From the entries below, return every line that includes the word "wheel".

※ ※ ※

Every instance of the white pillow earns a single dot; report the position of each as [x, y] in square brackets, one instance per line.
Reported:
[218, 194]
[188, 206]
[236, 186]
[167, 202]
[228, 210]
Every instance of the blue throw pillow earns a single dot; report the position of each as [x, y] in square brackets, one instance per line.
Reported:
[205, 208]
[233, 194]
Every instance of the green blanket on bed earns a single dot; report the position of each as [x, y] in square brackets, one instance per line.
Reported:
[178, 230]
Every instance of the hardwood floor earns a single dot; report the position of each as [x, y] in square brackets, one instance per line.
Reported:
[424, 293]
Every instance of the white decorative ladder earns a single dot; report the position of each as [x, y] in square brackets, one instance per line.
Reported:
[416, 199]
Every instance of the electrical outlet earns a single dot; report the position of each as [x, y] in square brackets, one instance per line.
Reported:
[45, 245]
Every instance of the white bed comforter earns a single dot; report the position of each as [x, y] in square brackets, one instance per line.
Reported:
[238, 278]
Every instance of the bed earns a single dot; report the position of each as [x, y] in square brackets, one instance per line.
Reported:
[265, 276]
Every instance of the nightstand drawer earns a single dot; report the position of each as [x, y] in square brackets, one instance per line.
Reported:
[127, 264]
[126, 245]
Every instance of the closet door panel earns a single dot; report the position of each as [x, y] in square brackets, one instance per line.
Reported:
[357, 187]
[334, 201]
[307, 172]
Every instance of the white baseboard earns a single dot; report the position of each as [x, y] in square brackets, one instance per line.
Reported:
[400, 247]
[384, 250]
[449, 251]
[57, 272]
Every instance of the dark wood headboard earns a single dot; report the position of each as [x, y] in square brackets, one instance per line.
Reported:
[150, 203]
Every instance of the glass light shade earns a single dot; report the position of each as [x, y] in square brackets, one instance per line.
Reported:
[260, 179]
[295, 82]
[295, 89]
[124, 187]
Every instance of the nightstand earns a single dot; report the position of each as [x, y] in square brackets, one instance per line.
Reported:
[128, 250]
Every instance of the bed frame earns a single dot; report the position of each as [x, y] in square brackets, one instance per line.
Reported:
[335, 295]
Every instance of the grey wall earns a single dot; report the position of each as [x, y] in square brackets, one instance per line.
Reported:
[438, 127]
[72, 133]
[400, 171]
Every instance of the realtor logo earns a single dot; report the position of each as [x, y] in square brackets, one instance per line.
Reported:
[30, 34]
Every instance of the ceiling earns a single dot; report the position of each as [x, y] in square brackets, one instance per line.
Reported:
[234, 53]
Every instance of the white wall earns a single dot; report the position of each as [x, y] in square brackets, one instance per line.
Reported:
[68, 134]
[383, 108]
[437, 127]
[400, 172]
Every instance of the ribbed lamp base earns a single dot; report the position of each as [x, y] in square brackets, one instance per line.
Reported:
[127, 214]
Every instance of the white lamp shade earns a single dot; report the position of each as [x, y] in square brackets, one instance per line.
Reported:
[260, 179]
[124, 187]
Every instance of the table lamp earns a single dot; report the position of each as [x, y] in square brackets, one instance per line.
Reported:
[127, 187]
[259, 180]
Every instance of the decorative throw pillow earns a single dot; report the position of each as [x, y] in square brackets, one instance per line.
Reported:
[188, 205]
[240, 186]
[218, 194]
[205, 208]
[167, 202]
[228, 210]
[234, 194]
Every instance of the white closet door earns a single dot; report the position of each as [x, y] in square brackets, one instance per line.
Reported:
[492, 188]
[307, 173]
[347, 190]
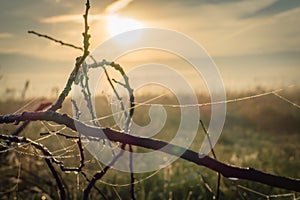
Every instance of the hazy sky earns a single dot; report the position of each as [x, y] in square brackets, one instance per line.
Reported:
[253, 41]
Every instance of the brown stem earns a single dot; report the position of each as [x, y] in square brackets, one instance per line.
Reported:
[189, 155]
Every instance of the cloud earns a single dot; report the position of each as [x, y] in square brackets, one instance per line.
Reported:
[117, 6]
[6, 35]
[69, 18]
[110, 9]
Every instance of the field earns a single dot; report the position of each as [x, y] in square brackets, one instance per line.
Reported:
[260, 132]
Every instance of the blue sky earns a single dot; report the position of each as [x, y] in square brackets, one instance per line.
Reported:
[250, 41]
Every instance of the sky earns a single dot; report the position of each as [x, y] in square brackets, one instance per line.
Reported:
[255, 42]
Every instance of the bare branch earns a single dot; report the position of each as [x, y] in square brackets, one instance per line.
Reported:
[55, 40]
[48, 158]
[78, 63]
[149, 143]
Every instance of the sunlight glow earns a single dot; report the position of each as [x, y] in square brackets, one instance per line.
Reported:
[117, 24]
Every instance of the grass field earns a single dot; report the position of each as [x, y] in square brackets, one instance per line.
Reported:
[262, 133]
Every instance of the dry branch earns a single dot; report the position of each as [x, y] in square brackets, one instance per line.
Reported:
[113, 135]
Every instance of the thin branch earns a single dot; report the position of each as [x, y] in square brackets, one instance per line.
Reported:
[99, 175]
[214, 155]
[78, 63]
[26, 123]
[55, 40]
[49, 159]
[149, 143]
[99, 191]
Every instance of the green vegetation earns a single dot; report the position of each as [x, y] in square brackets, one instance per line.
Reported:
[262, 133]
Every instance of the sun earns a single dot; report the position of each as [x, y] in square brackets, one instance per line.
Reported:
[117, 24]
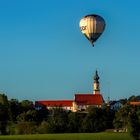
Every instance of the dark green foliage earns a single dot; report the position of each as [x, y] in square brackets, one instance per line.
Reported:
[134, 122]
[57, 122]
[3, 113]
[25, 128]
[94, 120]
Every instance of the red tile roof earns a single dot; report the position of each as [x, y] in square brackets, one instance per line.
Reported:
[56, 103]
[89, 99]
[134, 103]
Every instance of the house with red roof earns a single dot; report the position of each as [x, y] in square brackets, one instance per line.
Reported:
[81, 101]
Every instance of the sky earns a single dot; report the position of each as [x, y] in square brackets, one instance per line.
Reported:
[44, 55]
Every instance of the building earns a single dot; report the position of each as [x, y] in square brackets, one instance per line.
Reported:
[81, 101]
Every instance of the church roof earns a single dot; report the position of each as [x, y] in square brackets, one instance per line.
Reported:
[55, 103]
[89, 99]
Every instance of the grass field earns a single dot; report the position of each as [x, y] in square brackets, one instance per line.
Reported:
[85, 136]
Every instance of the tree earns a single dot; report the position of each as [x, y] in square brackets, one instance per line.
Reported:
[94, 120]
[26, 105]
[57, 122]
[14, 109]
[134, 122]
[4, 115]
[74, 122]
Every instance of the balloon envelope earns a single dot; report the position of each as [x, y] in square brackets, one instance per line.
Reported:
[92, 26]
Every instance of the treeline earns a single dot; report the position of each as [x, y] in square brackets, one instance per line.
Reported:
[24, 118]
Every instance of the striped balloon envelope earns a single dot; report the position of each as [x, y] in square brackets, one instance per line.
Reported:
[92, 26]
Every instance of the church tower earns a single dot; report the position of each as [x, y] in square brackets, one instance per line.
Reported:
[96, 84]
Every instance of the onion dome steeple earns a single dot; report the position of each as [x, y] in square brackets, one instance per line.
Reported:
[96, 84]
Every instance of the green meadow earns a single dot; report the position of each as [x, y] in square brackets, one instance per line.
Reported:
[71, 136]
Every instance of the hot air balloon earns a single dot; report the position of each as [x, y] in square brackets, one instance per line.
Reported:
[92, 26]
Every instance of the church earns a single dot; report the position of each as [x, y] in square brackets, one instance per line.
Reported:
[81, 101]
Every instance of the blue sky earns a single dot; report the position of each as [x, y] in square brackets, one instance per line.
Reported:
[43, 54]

※ ※ ※

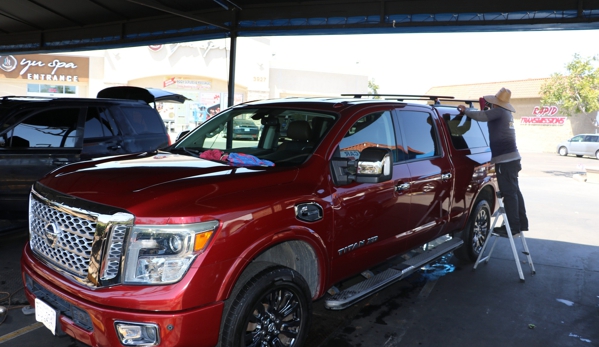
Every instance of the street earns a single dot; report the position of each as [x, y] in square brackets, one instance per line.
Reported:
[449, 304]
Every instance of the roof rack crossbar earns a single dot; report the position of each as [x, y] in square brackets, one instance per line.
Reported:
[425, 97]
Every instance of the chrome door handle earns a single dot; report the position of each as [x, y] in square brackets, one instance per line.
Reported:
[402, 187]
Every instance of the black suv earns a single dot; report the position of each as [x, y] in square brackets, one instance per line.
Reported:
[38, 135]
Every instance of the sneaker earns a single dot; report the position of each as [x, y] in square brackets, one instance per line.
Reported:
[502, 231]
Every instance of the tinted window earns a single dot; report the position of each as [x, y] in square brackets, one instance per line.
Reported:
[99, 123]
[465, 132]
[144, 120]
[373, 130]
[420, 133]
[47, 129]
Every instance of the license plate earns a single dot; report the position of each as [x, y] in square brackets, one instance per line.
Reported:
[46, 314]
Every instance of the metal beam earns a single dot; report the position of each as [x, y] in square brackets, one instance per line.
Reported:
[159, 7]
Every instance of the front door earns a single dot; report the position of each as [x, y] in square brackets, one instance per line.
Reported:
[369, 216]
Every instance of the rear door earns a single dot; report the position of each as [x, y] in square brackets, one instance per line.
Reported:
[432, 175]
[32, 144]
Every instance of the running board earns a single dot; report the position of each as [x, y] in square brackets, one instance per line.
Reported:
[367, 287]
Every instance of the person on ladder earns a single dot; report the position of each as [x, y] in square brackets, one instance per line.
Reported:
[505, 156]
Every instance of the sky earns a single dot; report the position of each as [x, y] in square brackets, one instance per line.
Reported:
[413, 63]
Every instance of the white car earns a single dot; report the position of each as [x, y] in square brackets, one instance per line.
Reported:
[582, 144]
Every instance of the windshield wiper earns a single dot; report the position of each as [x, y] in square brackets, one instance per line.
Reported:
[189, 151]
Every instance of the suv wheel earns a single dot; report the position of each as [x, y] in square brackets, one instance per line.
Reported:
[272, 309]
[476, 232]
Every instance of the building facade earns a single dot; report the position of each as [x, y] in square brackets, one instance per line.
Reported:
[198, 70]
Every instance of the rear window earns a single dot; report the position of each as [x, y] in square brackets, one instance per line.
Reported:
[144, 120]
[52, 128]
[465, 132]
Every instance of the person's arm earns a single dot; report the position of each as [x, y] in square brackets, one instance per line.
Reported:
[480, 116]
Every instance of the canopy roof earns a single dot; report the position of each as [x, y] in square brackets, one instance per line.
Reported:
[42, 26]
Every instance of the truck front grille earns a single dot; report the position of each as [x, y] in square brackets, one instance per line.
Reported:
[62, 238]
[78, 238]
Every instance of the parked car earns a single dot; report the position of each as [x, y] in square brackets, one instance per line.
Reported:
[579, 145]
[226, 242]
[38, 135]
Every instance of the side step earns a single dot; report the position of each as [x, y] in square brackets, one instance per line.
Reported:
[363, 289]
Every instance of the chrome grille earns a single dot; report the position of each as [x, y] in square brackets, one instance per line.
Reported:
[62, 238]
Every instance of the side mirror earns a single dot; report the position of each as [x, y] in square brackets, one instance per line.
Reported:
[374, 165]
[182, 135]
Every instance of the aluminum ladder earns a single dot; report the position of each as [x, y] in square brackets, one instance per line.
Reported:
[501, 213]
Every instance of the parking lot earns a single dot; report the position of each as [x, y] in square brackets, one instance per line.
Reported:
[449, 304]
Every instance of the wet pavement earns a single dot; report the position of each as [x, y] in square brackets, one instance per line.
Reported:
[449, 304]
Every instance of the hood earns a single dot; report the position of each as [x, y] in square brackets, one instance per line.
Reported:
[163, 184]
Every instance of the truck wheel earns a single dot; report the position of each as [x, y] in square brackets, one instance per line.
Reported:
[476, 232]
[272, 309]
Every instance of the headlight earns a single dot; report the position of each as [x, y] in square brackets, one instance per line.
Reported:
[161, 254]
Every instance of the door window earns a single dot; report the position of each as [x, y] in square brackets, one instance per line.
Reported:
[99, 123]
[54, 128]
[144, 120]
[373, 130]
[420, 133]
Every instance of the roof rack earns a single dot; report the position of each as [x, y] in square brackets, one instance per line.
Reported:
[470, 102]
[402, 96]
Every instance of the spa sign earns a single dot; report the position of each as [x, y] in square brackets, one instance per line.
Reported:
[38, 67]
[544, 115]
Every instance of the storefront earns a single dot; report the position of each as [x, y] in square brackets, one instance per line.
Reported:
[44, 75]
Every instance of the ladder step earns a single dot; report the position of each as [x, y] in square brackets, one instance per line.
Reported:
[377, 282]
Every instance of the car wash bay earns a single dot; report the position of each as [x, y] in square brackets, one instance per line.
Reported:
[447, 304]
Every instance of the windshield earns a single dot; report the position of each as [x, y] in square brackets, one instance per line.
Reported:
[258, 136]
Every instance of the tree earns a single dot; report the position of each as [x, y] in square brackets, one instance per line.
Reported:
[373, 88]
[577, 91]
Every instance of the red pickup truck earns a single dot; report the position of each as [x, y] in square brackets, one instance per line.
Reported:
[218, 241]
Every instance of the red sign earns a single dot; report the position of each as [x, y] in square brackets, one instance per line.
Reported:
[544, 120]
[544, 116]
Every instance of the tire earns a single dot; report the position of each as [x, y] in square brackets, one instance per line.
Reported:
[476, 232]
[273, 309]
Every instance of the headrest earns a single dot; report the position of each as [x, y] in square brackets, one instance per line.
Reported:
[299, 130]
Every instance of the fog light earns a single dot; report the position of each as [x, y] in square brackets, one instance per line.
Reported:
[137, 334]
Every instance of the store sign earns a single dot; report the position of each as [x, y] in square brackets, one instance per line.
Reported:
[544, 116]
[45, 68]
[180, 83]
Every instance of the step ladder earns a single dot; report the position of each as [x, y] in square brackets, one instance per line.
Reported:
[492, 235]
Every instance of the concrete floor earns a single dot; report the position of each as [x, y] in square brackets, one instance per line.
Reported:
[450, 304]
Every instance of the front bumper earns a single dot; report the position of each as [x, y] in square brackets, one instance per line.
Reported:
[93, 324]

※ ※ ※

**Exercise output:**
Every instance of the suv wheel earns a single dot; report the position of each as [x, y] in square brackets, one instance per line.
Every instance of the truck wheel earns a single dot; report the position of each as [x, y] in square brackets, one instance per line.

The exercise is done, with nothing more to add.